Reproduce word for word every line of the data from the one containing "target | cyclist in blue shirt" through the end, including both.
+++ Material for this task
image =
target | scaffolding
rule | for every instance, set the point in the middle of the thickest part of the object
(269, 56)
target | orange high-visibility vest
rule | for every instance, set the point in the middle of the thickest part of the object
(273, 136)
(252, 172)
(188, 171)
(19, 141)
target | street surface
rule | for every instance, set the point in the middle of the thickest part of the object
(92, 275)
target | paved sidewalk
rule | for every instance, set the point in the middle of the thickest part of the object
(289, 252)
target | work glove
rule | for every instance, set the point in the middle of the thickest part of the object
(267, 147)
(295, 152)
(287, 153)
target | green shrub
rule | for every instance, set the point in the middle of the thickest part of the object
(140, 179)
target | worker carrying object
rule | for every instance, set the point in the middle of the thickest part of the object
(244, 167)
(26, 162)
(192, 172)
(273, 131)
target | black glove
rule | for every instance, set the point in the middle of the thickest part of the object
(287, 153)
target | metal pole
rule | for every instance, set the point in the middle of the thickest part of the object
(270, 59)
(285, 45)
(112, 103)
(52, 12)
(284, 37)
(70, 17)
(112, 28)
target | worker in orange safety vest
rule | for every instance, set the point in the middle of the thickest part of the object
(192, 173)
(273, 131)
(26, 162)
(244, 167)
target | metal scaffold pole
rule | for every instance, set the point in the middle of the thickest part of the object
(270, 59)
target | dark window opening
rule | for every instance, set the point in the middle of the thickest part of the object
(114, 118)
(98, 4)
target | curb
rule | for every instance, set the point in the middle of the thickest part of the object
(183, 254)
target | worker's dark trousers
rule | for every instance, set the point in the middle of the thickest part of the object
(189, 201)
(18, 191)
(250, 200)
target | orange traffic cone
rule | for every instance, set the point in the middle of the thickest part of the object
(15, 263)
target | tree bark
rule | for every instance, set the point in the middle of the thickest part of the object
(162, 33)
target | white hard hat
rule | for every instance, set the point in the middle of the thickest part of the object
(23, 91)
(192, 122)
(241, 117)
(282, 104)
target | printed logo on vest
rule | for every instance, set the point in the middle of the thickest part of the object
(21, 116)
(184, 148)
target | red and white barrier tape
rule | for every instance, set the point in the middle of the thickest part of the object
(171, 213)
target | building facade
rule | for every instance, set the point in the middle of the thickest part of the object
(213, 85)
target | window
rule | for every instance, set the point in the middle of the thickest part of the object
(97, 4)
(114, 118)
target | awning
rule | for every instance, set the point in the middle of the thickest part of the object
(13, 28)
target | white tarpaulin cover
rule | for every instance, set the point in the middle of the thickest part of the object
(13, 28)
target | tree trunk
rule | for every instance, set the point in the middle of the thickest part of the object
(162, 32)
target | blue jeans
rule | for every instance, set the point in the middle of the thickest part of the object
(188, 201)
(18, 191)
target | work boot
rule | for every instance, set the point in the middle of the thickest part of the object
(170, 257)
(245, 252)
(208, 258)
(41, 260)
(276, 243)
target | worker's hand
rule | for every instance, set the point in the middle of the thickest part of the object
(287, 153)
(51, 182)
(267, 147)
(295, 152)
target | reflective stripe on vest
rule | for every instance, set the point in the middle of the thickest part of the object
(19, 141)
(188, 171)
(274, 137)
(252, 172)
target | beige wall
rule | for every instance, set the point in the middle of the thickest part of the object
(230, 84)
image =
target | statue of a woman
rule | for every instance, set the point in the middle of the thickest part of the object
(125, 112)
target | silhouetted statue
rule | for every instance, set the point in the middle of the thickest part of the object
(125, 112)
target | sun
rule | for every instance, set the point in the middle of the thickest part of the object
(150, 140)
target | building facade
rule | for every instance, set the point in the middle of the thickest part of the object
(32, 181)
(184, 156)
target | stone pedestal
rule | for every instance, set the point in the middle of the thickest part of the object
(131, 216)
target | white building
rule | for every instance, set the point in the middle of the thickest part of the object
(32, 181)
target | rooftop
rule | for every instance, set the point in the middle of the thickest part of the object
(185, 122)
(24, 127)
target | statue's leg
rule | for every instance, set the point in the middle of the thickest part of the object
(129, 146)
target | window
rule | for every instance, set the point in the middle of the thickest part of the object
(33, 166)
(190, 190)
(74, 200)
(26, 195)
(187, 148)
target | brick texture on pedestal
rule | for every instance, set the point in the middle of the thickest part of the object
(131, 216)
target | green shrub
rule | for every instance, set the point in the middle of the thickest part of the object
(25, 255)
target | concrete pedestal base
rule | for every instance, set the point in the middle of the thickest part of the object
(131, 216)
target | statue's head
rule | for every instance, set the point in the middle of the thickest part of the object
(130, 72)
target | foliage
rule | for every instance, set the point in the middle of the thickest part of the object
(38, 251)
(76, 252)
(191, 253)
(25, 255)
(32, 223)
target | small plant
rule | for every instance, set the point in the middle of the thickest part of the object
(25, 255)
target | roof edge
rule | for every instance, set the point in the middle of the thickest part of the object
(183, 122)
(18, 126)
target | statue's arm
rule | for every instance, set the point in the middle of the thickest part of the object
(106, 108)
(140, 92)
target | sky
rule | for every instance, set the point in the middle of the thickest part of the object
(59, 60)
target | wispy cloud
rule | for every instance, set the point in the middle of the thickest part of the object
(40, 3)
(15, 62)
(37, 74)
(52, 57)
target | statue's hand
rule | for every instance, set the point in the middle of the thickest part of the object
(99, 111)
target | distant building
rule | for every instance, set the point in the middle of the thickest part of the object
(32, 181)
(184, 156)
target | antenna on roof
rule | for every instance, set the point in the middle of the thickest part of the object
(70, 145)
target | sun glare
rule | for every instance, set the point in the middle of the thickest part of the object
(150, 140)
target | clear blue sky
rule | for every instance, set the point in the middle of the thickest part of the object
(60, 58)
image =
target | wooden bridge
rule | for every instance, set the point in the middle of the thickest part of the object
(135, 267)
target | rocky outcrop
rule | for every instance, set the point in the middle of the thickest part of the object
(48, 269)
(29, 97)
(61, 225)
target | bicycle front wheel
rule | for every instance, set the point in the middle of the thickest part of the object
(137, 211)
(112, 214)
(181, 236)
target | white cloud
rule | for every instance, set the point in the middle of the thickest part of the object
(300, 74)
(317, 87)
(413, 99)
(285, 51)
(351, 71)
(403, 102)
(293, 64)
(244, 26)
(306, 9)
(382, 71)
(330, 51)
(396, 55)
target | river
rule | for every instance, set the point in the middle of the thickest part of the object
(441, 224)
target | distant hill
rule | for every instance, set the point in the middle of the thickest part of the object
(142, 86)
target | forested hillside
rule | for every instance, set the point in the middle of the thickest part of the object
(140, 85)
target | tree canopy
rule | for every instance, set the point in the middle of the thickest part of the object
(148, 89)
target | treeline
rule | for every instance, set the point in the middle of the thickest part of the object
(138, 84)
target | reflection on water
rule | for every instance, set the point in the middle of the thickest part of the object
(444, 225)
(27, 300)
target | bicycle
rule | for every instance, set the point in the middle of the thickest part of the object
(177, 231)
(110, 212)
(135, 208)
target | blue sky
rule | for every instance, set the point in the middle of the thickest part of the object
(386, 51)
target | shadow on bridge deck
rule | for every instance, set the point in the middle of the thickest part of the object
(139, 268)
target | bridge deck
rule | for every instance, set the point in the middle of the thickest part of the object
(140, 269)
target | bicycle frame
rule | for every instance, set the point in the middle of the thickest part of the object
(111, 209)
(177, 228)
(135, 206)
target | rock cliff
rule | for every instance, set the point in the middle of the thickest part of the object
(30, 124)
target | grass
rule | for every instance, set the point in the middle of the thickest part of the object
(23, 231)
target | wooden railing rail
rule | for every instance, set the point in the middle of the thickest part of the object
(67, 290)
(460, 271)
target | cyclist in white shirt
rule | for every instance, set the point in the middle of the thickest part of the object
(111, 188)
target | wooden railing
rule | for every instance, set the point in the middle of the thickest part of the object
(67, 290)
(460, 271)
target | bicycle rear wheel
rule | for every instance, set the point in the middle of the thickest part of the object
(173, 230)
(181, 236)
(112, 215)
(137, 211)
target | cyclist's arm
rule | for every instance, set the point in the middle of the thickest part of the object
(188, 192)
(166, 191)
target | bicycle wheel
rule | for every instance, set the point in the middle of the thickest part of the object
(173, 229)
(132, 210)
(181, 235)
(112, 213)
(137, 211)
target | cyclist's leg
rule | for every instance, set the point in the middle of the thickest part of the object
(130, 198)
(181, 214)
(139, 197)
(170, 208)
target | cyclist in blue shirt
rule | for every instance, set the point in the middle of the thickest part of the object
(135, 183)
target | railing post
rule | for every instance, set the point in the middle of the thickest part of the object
++++++
### Answer
target | cyclist in blue shirt
rule | for every instance, set the point in the middle of the thickest part of the object
(135, 183)
target | railing post
rule | for every instance, set the point in the middle of the thickest part of the object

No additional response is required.